Part of a data file
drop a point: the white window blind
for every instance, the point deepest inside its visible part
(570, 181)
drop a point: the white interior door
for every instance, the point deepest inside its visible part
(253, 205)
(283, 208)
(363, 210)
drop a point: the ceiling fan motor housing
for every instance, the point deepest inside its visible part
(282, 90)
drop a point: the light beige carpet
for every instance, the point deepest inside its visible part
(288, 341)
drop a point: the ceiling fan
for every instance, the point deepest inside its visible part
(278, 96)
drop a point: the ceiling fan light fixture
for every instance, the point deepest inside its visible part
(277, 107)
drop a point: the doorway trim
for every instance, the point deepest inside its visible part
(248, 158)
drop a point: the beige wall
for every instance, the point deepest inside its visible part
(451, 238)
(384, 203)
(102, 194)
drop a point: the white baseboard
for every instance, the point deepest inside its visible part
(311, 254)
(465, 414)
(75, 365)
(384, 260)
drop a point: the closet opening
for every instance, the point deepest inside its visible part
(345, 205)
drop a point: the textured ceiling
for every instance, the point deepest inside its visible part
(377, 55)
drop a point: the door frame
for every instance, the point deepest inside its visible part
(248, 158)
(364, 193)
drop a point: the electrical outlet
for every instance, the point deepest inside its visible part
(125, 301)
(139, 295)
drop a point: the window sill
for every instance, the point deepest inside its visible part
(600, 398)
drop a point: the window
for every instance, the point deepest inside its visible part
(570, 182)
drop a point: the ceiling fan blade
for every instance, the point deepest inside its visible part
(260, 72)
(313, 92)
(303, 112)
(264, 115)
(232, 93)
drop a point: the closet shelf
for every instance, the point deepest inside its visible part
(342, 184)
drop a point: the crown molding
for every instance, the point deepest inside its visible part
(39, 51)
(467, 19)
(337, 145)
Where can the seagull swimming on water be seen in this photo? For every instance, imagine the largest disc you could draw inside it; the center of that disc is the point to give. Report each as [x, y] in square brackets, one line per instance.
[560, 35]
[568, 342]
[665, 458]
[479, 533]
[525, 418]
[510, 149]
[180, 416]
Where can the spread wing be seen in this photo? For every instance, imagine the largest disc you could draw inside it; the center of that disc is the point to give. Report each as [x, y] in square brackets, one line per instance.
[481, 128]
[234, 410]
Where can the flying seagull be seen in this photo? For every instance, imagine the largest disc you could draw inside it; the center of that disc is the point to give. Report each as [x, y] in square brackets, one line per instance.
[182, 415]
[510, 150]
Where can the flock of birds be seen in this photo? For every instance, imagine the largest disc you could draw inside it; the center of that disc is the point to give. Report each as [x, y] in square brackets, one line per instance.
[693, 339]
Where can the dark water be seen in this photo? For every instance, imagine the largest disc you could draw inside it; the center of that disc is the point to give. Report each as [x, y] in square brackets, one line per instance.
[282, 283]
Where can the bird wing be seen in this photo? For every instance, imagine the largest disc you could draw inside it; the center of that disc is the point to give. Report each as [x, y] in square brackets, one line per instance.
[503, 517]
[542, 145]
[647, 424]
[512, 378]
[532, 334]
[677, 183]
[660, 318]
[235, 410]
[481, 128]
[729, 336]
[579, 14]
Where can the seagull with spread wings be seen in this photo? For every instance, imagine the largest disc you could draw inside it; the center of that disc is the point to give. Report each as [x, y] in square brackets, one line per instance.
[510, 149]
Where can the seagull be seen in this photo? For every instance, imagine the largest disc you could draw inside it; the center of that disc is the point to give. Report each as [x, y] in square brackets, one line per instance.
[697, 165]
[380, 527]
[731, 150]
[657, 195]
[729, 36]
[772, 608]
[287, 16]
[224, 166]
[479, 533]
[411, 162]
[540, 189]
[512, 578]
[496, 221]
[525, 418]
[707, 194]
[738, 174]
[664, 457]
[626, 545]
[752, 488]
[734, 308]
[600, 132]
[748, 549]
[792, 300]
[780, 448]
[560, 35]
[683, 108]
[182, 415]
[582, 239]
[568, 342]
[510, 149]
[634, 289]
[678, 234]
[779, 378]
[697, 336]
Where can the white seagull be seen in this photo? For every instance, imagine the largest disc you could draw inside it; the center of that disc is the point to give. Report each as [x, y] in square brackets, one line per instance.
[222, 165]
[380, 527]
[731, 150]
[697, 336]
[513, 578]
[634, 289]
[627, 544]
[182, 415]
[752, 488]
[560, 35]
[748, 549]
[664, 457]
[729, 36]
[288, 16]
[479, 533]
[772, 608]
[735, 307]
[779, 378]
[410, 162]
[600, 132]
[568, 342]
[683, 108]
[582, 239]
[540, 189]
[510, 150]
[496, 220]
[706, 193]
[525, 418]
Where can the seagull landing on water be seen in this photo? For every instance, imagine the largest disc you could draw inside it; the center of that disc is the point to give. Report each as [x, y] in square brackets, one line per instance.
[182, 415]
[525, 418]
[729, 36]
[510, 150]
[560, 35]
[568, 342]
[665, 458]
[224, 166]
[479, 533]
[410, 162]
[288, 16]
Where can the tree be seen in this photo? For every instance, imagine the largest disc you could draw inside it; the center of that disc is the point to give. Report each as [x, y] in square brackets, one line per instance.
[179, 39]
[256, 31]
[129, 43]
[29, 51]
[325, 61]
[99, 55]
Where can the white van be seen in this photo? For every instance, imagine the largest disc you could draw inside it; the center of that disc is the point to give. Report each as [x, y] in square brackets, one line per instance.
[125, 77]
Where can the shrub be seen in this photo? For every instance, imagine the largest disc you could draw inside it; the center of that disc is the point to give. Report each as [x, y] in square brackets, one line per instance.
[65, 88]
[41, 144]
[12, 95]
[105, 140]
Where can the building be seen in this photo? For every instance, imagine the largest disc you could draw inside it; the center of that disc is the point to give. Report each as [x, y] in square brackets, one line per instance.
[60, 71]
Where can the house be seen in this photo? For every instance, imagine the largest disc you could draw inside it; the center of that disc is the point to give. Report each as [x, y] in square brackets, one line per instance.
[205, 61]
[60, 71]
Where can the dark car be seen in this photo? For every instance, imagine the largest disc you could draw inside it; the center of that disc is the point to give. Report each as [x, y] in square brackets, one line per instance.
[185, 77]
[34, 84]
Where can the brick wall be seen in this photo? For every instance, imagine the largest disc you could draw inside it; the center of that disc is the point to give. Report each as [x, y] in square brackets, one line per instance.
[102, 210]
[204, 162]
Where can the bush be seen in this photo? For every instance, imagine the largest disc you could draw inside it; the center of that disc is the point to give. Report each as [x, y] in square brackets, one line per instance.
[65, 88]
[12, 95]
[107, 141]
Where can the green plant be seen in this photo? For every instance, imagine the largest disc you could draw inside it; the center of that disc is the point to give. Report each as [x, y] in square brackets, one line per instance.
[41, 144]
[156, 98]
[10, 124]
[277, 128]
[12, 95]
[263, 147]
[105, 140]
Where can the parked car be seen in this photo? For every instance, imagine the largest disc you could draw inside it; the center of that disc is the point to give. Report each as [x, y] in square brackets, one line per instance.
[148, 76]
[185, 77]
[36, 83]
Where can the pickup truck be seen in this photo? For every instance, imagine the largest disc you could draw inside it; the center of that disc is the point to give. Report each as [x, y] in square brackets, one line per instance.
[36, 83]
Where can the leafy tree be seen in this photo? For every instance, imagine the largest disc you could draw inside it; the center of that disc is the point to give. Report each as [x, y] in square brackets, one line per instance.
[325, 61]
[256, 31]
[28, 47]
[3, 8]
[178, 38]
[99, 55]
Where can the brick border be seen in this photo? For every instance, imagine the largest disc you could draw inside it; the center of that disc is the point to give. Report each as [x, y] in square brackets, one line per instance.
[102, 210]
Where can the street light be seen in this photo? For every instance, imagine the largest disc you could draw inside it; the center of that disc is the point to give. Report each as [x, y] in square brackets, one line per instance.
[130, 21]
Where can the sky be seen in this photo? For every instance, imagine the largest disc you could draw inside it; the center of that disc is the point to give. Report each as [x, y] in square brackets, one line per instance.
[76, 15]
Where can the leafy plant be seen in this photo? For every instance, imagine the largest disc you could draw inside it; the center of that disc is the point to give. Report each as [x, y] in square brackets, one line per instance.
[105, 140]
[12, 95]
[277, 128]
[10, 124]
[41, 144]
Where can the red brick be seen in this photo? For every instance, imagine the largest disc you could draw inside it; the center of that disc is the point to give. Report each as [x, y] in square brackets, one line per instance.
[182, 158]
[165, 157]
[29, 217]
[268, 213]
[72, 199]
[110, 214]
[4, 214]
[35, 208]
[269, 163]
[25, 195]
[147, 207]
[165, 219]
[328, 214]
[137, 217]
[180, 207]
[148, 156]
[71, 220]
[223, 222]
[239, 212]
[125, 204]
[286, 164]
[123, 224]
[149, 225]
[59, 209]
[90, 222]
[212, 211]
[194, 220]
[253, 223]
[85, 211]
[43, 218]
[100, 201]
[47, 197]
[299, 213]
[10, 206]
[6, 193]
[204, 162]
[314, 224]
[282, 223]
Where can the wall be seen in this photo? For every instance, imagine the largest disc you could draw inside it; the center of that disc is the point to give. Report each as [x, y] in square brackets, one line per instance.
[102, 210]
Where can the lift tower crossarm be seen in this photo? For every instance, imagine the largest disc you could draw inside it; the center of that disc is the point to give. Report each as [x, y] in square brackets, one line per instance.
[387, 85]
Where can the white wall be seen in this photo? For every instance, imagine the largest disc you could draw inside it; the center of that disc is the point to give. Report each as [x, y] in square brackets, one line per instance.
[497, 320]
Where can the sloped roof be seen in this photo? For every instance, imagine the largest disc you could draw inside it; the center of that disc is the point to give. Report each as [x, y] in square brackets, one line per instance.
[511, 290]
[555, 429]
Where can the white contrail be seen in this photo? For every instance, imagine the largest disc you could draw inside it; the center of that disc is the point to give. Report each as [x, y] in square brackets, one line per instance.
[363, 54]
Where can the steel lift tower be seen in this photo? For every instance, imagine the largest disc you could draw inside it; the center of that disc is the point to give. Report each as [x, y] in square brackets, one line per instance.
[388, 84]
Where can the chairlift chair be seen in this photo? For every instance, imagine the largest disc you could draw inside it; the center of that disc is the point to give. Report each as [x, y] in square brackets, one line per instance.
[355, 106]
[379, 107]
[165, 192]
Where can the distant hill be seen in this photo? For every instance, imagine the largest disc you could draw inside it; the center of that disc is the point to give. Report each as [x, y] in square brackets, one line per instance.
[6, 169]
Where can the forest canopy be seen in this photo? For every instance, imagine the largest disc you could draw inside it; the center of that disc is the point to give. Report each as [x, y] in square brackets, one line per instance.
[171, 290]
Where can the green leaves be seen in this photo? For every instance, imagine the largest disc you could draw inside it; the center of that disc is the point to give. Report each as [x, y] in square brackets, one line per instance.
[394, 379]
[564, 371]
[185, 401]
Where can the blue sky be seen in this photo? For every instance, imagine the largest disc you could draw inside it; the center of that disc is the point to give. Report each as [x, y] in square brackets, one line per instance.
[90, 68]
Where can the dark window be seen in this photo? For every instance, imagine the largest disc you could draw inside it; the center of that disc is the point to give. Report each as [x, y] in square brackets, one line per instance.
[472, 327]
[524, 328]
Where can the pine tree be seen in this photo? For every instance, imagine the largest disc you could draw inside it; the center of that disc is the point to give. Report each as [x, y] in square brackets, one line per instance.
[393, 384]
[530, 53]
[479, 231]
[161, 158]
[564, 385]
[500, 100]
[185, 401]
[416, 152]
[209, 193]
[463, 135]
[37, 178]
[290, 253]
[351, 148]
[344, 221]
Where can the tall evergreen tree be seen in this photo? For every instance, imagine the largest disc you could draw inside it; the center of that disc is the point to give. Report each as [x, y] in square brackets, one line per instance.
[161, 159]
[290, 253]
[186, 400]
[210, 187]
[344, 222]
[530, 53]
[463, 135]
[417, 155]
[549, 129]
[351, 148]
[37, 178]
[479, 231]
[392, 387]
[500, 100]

**What you should do**
Starting at the row that contains "Where can the blue" and ending at the last row, write those rows out again with "instance" swapped for "occurrence" each time it occurs and nothing else changed.

**The completed task**
Where can the blue sky be seen in this photo? For every occurrence, imagine the largest disc you could draw inside it; the center of that disc is the point to give. Report each as [x, y] in square brackets, one line per occurrence.
[90, 68]
Where can the dark window be seen in this photo? For every occurrence, imagine the largest disc you could draw inside it; the center of that disc is the point to give. Report each as [x, y] in square brackets, one line per occurrence.
[472, 327]
[524, 328]
Where can the pine tree be seen in this photo? For every occurrence, imagine the largest disc you could draw inside it; the center of that disc is the point to give. Report each as [x, y] in square brackets, one line per occurrence.
[393, 384]
[530, 53]
[479, 231]
[161, 158]
[564, 385]
[500, 100]
[185, 401]
[416, 152]
[209, 193]
[463, 135]
[37, 178]
[290, 253]
[351, 148]
[344, 221]
Where can the tall evergreen tree be seen in this photo? For every occurrence, imagine the largest disc you could draw inside it; the center of that disc is the point to give. Report each as [x, y] in square brackets, one line per occurrence.
[161, 159]
[290, 253]
[186, 400]
[210, 187]
[344, 222]
[530, 53]
[463, 135]
[417, 155]
[549, 129]
[351, 148]
[37, 178]
[479, 231]
[392, 387]
[500, 100]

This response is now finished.